→ **EXTRACTED TEXT**
Keith Kaziak (b. 1980) lives and works in Madison, WI. Recent solo exhibitions include The Paradox of Things at Abel Contemporary, Stoughton, WI (2022), Rule No. 8: Don’t Look Down! at Backspace Gallery, Madison, WI (2022), Turn on the News at Quad City Art Center, Rock Island, IL (2021), Against the Wall at Backspace Gallery, Madison, WI (2021), and Welcome to Bliss Point at the Phipps Center for the Arts, Hudson, WI and the Trout Museum of Art, Appleton, WI (both 2019). Group exhibitions include the Trout Museum of Art, Appleton, WI (2022, 2021, 2019), Koehnline Museum of Art, Des Plaines, IL (2022), Creative Cube, Milwaukee, WI (2021), Valade Family Gallery, Detroit, MI (2021), Real Tinsel Gallery, Milwaukee, WI (2020), Quarter Gallery, Minneapolis, MN (2019), CICA, South Korea (2019), DeVos Art Museum, Marquette, MI (2018), and Ground Floor Contemporary, Birmingham, AL (2017). He was a UW-Madison 2019-2022 Interdisciplinary Artist Research Cohort Fellow, a 2022 US Fulbright semi-finalist, and 2021 recipient of the International Sculpture Center’s Outstanding Student Achievement in Contemporary Sculpture Award. Kaziak received an MFA from the University of Wisconsin-Madison in 2022 and a BFA from the University of Minnesota-Twin Cities in 2004.
My research-based work finds me mining ephemera and the vernacular of the human condition, seeking to answer the restless and existential question of why? Through artistic gestures that embody doubt, illusion, faith, and expectation, I create staged absurdities between sculptures in immersive environments (sight, cite, site) that conjure associations rich in cultural and visual references to challenge our assumptions about the physical world. Working between dichotomies—existential feelings of Albert Camus’ Sisyphus and the trials and tribulations of Wile E. Coyote, comedy and tragedy, real and counterfeit, assumption and disbelief—I create tension that gives my work power and presence.

→ **RECORD EXTRACTS**

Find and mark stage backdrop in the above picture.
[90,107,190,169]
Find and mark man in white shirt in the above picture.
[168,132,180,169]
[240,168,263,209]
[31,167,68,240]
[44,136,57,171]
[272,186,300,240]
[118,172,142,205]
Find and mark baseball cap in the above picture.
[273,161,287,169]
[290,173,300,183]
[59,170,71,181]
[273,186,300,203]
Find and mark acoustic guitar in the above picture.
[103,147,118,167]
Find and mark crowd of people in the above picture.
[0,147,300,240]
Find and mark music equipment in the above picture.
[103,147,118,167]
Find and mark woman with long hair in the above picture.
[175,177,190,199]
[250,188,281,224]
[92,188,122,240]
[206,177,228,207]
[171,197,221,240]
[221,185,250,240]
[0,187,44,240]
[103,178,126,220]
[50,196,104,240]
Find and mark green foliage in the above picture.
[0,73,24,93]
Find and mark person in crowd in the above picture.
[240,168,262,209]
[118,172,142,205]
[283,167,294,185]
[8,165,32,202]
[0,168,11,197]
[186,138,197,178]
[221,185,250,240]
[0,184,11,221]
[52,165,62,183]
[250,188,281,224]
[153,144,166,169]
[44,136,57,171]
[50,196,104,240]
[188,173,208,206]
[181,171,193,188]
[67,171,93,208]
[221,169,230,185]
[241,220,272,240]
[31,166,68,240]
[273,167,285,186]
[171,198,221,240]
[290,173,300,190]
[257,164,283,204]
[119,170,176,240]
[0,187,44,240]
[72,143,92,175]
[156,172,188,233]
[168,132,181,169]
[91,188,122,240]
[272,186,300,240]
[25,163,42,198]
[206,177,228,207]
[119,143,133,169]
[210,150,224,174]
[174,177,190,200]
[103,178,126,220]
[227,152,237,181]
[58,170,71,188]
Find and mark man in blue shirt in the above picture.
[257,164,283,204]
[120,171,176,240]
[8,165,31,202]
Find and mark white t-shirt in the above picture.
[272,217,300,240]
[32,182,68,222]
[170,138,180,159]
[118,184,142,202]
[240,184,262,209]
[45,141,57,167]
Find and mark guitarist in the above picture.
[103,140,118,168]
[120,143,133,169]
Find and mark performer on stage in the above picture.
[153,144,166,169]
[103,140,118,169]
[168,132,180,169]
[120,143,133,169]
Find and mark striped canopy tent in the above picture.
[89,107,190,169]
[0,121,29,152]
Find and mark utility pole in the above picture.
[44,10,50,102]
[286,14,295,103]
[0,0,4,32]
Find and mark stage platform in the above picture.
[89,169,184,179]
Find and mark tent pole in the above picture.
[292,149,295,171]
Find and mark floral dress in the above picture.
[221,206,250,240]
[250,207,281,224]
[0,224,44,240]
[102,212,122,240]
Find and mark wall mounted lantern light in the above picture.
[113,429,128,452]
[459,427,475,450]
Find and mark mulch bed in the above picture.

→ **WHAT YOU SHOULD DO**
Transcribe the passage of the artist biography and statement from "My research-based work" up to and including "power and presence.".

→ **EXPECTED ANSWER**
My research-based work finds me mining ephemera and the vernacular of the human condition, seeking to answer the restless and existential question of why? Through artistic gestures that embody doubt, illusion, faith, and expectation, I create staged absurdities between sculptures in immersive environments (sight, cite, site) that conjure associations rich in cultural and visual references to challenge our assumptions about the physical world. Working between dichotomies—existential feelings of Albert Camus’ Sisyphus and the trials and tribulations of Wile E. Coyote, comedy and tragedy, real and counterfeit, assumption and disbelief—I create tension that gives my work power and presence.